_TEXTE SOURCE_
Pourquoi "l'affaire Barbarin" n'est pas (encore) un Spotlight à la française [2016]
La rédaction - - 43 commentaires"L'affaire Barbarin" est-elle l'amorce d'un Spotlight à la française ? Depuis plusieurs semaines, le cardinal Philippe Barbarin, archevêque de Lyon depuis 2002, est mis en cause pour non dénonciation d'agressions sexuelles sur mineurs commises par des prêtres dans les années 1990. Des agressions dont Barbarin aurait eu connaissance en tant qu'archevêque dans les années 2000, sans en avertir la justice et sans écarter ces prêtres de leurs paroisses. À première vue, l'affaire ressemble au scénario du film Spotlight, oscar du meilleur film 2016, qui raconte l'histoire de prêtres pédophiles à Boston, couverts par leur hiérarchie. Mais, si les deux affaires peuvent être rapprochées par certains aspects, le parallèle ne tient pas vraiment jusqu'au bout.
"Le succès du film Spotlight, sur le combat d’une équipe de journalistes du Boston Globe pour briser l’obstruction de la hiérarchie de l’Eglise catholique sur des affaires de pédophilie au sein du clergé local, conduit inévitablement à se poser la question : un tel scandale serait-il imaginable en France ?" Pour Le Monde, le 12 mars, il n’y a pas de doute : "la réponse est, malheureusement, oui". Le Figaro se veut plus interrogatif, mais la référence est la même : "Serait-ce le début d'un Spotlight à la française ?"
Spotlight ? Le film lauréat 2016 des Oscars du meilleur film et du meilleur scénario original. Il raconte comment la cellule d’investigation du Boston Globe, la plus ancienne des Etats-Unis, appelée "Spotlight", a dévoilé un "scandale massif de pédophilie" couvert par les autorités catholiques de la ville de Boston (qui compte près de 50% de catholiques).

_LISTE DES TÂCHES_
1. Indiquez, s'il vous plaît, si chacune des affirmations suivantes concorde avec l'article sur l'affaire Barbarin, en répondant par oui ou non et en citant mot pour mot les termes décisifs du texte. (a) Philippe Barbarin est archevêque de Lyon depuis 2002. (b) Le film Spotlight a obtenu l'Oscar du meilleur scénario adapté. (c) Selon Le Monde, un scandale comparable est imaginable en France.
2. Donnez la suite de l'article sur l'affaire Barbarin, en reprenant juste après sa dernière phrase.

_DONNÉES BRUTES_

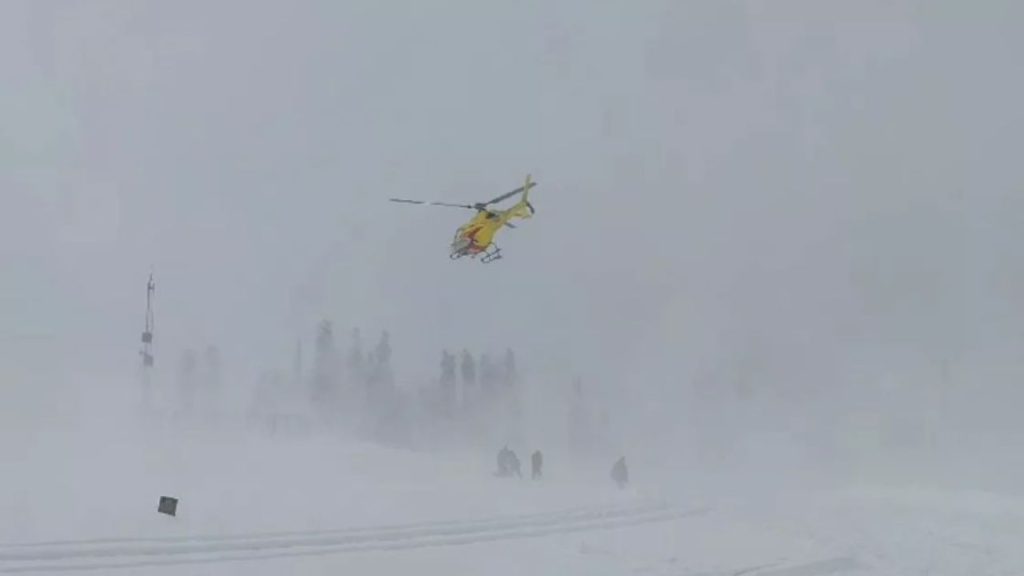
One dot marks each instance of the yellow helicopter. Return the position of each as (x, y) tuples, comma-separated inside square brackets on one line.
[(475, 238)]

_RÉSULTATS DANS L'ORDRE_
1.
(a) Oui : « archevêque de Lyon depuis 2002 ».
(b) Non : « des Oscars du meilleur film et du meilleur scénario original ».
(c) Oui : « la réponse est, malheureusement, oui ».

2.
Dans une enquête qui s’est étalée sur deux années (2001-2002), les équipes de Spotlight avaient ainsi découvert, en partant d’une poignée de témoignages, une liste de plus de 80 prêtres (soit 6% des prêtres de la ville) ayant violé ou agressé sexuellement des enfants. Surtout, les journalistes ont mis à jour un système, piloté par le cardinal Bernard Law, de couverture systématique des prêtres pédophiles par leur hiérarchie. Dans le film, on découvre ainsi comment le clergé cherchait systématiquement à passer des accords financiers confidentiels avec les familles des victimes qui se manifestaient, pour éviter toute procédure judiciaire.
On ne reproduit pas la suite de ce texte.